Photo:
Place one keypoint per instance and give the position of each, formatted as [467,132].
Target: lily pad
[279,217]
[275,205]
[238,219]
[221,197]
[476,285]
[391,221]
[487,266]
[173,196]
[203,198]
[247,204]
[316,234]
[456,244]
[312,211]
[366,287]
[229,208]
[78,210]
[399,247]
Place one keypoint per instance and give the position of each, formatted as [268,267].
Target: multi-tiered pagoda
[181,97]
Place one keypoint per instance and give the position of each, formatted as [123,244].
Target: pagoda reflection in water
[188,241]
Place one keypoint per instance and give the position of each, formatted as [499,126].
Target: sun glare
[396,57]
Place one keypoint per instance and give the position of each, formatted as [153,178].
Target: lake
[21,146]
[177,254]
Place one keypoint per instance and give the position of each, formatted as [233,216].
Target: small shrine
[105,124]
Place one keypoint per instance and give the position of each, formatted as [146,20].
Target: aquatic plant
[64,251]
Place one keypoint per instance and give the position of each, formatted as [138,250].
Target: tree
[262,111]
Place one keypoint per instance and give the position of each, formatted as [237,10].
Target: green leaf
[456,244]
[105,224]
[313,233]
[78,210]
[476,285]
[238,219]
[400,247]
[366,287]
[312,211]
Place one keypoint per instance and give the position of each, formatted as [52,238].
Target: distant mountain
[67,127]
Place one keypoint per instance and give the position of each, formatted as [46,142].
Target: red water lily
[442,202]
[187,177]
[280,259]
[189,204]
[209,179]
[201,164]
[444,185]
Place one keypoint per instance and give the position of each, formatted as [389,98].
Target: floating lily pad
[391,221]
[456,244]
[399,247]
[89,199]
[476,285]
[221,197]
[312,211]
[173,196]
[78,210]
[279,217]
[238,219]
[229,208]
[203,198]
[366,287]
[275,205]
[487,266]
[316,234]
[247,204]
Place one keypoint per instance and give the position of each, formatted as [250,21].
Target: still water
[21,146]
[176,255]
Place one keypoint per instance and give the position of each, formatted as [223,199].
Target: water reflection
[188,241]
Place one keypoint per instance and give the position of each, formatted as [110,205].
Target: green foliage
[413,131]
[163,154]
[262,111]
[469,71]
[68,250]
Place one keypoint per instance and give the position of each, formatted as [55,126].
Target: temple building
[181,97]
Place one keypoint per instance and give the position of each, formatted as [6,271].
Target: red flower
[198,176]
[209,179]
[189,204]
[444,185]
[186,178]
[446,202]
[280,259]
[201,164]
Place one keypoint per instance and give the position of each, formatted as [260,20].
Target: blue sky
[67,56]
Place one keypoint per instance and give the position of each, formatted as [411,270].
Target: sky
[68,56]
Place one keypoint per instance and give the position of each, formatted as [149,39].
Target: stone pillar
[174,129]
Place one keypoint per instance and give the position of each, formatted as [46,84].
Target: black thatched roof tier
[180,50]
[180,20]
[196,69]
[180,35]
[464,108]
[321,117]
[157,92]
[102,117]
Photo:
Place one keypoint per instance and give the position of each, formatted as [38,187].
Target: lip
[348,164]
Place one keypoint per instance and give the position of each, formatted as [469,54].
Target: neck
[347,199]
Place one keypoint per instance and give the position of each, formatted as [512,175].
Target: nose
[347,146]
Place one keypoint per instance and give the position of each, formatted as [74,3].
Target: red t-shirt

- **Set problem**:
Copy the data above in full, character for character, keeping every line in its original order.

- **Complete answer**:
Photo:
Place one keypoint per instance and give the position of each, formatted as [467,132].
Target: lily pad
[279,217]
[275,205]
[238,219]
[221,197]
[476,285]
[391,221]
[487,266]
[173,196]
[203,198]
[247,204]
[316,234]
[456,244]
[312,211]
[366,287]
[229,208]
[78,210]
[399,247]
Place one keypoint per instance and give the position of each, formatted as [268,267].
Target: multi-tiered pagoda
[181,97]
Place one keypoint per instance and give the position of each, formatted as [123,244].
Target: pagoda reflection in water
[188,241]
Place one keypoint per instance and give the position of each, formatted as [499,126].
Target: sun glare
[396,57]
Place one keypoint per instance and give the position of each, formatted as [153,178].
Target: lake
[21,146]
[177,254]
Place one keypoint per instance and give the position of each, formatted as [233,216].
Target: small shrine
[105,124]
Place one keypoint per instance and give the position of each, formatted as [146,20].
Target: aquatic plant
[64,251]
Place one keypoint per instance and give the position of each, formatted as [138,250].
Target: tree
[262,111]
Place one keypoint per instance and give the position of each, formatted as [237,10].
Target: green leaf
[456,244]
[105,224]
[313,233]
[78,210]
[476,285]
[238,219]
[400,247]
[366,287]
[312,211]
Place one keypoint per instance and give the position of each, formatted as [52,238].
Target: distant mountain
[67,127]
Place one keypoint per instance and give the position of each, formatted as [46,142].
Target: red water lily
[442,202]
[187,177]
[280,259]
[189,204]
[209,179]
[201,164]
[444,185]
Place one keypoint per instance and give the position of each, formatted as [389,98].
Target: floating lily pad
[391,221]
[456,244]
[399,247]
[89,199]
[476,285]
[221,197]
[312,211]
[173,196]
[78,210]
[279,217]
[238,219]
[229,208]
[203,198]
[366,287]
[275,205]
[487,266]
[316,234]
[247,204]
Place one keypoint per instance and give the position of each, formatted as [250,21].
Target: still water
[21,146]
[176,255]
Place one keypoint per instance and give the position of each, formatted as [223,199].
Target: water reflection
[188,241]
Place one keypoint per instance and give the position of each, formatted as [110,205].
Target: green foliage
[413,131]
[163,154]
[262,111]
[469,71]
[68,250]
Place one keypoint per instance and give the position of each, formatted as [55,126].
Target: temple building
[181,97]
Place one keypoint per instance and give the position of each, formatted as [6,271].
Target: red flower
[198,176]
[209,179]
[189,204]
[444,185]
[186,178]
[446,202]
[280,259]
[201,164]
Place one keypoint per instance and give the position of each, formatted as [260,20].
Target: blue sky
[67,56]
Place one keypoint per instance and give the position of each, formatted as [411,270].
Target: sky
[68,56]
Place one keypoint per instance and give the position of each, formatted as [149,39].
Target: stone pillar
[174,129]
Place one keypoint per instance and give the position of each, formatted as [46,84].
Target: black thatched roof tier
[180,50]
[180,20]
[196,69]
[180,35]
[464,108]
[321,117]
[157,92]
[102,117]
Photo:
Place one keypoint per instance and give the position of each, formatted as [38,187].
Target: lip
[348,164]
Place one keypoint per instance and give the position of each, formatted as [469,54].
Target: neck
[347,199]
Place one keypoint per instance and give the position of each, formatted as [512,175].
Target: nose
[347,146]
Place one keypoint per instance and give the position of each, formatted as [74,3].
Target: red t-shirt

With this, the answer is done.